• [Selected passage]:
○ ○ ○

At a time when India’s manufacturing sector is buffeted by several headwinds that threaten a premature de-industrialisation, the services sector is predominantly informal and suffers from poor productivity, and also given India’s recent struggles with structural transformation (the latest PLFS data shows that the share of agriculture in India’s labour force has remained persistently high, even reversing course since 2018-19 to increase from 42.5% to 45.76% in 2022-23), it’s important that to achieve broad-based economic growth public debates should focus more on improving the productivity and incomes from agriculture.
But agriculture is one of the hardest areas for policy
In this backdrop, the rapid rise of Ethiopia and Kenya as leaders in cut-flower exports and Peru as the runaway leader in blueberry exports are impressive success stories. This post will point to three similar successes of exports from India in a short time, table grapes (and wine) from the Nashik area of Maharashtra, inland shrimp farming in the Godavari and Krishna delta districts of Andhra Pradesh, and pomegranate in a few districts of Rajasthan.
A feature of these examples is the absence of any specific efforts by the government to promote the specific sectors, beyond the provisioning of irrigation and some inputs and enablers generally available for agriculture. Instead, all of them have built on the enterprise of local farmers, especially the dynamic entrepreneurs among them.
Sayantan Bera in Livemint has a great story about the remarkable success in a quick time of table grape production and exports centred around Nashik.
In 2023-24, India exported fresh grapes worth ₹3,461 crore, a 36% increase year-on-year, and a 3.5-fold jump over ten years. Close to half of the export volumes (45.8% in FY24) originated from just one district, Nashik, in northern Maharashtra, which has emerged as both India’s grape and wine capital. Riding on Nashik’s output, Maharashtra accounts for 67% of the country’s total production, with Karnataka (28%) and Tamil Nadu making up the rest… Grapes are a perennial crop and a plantation can be in production for up to 15 years. India primarily grows white (they are called white though they appear a vibrant shade of green) seedless varieties like Thompson, elongated varieties like Sonaka and black varieties like Crimson and Sharad… the vines require care and monitoring through the year… average production costs are around ₹2.5 lakh per acre.
You can spot Indian table grapes in global supermarkets, be it Tesco or Edeka in Europe or Choices Market in Canada, with farmers like Boraste catering to the exacting standards of fussy western buyers. The grapes supplied to Europe, for instance, have to be a certain size (berry size of 16-20 mm in diameter), be crisp and sweet (but not too sweet) besides meeting a long list of other quality parameters… a highly competitive export market for grapes has ensured lucrative prices for growers. For instance, in the 2024 harvest season (January to April) farmers received ₹65-70 for every kg of grapes they exported, much higher than the wholesale domestic price, which averaged between ₹25-30 per kg.
While there were general enablers from the government, the specific industrial success appears to have emerged from local initiatives.

○ ○ ○

• [Items]:
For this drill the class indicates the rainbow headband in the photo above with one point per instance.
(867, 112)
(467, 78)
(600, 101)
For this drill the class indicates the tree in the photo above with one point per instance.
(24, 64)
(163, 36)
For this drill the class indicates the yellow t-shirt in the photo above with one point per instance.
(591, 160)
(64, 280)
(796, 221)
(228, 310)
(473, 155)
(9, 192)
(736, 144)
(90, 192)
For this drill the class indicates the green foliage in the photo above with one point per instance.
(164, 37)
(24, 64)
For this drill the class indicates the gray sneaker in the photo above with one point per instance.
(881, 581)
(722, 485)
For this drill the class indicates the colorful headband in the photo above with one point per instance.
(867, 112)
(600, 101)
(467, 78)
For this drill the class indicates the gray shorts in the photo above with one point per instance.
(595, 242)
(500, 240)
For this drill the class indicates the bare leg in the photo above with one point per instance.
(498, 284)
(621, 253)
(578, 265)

○ ○ ○

• [Aim]:
Continue the piece on India's farm export successes, starting right after its last sentence.

• [In response]:
First, they are highly perishable and would perish within ten days of harvest without a cold chain. But Indian farmers and traders have cracked the storage challenge and now export grapes to distant shores—to Europe and Canada and closer home to China and the Middle East, where the fruit travels for up to a month on the seas. This is done by precooling the harvest at zero degree Celsius and then maintaining a cold chain that extends shelf-life to 45-60 days, till it reaches the consumer. Secondly, in a wild domestic market with few quality checks, farmers upgraded themselves to meet the exacting standards of western markets. They now produce grapes that are traceable (meaning, a consumer knows which field it comes from), closely monitor the sugar and acidity levels (which determine how the grapes taste), and follow stringent chemical residue limits set by global buyers…
In 2004, Ganesh Kadam took charge of two acres of a family plot and now grows table grapes on 14 acres. In 2024, he supplied 880 quintals for export at a price of ₹70 per kg, fetching ₹61.6 lakh revenue. A smaller lot, worth ₹6 lakh, was sold in the domestic market. After spending close to ₹35 lakh on production costs, his net earnings for the season were more than ₹30 lakh (average production costs are around ₹2.5 lakh per acre). “As a visitor, one only sees the materialistic changes. How big one’s house is, how many cars a farmer owns… but it is important to understand how knowledge, technology and training drove this change," Kadam said.
The article documents the critical role played by a co-operative society.
Sahyadri Farms, a farmer-owned company in which Kadam is a shareholder, has become the largest exporter of table grapes today. Exports would not have reached where they are today without its intervention, he said. “How else can a small farmer have access to the best technology, package of practices and an assured marketing channel," he asks. “I have been to Europe, seen how farming is done there, and how the produce is sold in supermarkets. Sarkari subsidies cannot take you there."… Farmers in Maharashtra have been commercially cultivating grapes for generations but began supplying to export markets only in early 2000. In 2010, most of the grapes shipped to the European Union were rejected due to the presence of excess levels of a growth regulator sold under the tradename Lihocin. Nearly half of India’s exporters shut shop after the tragic episode, which led to an estimated loss of ₹250 crore. But it taught farmers the importance of staying on top of global regulations and quality parameters. They were soon back in the game.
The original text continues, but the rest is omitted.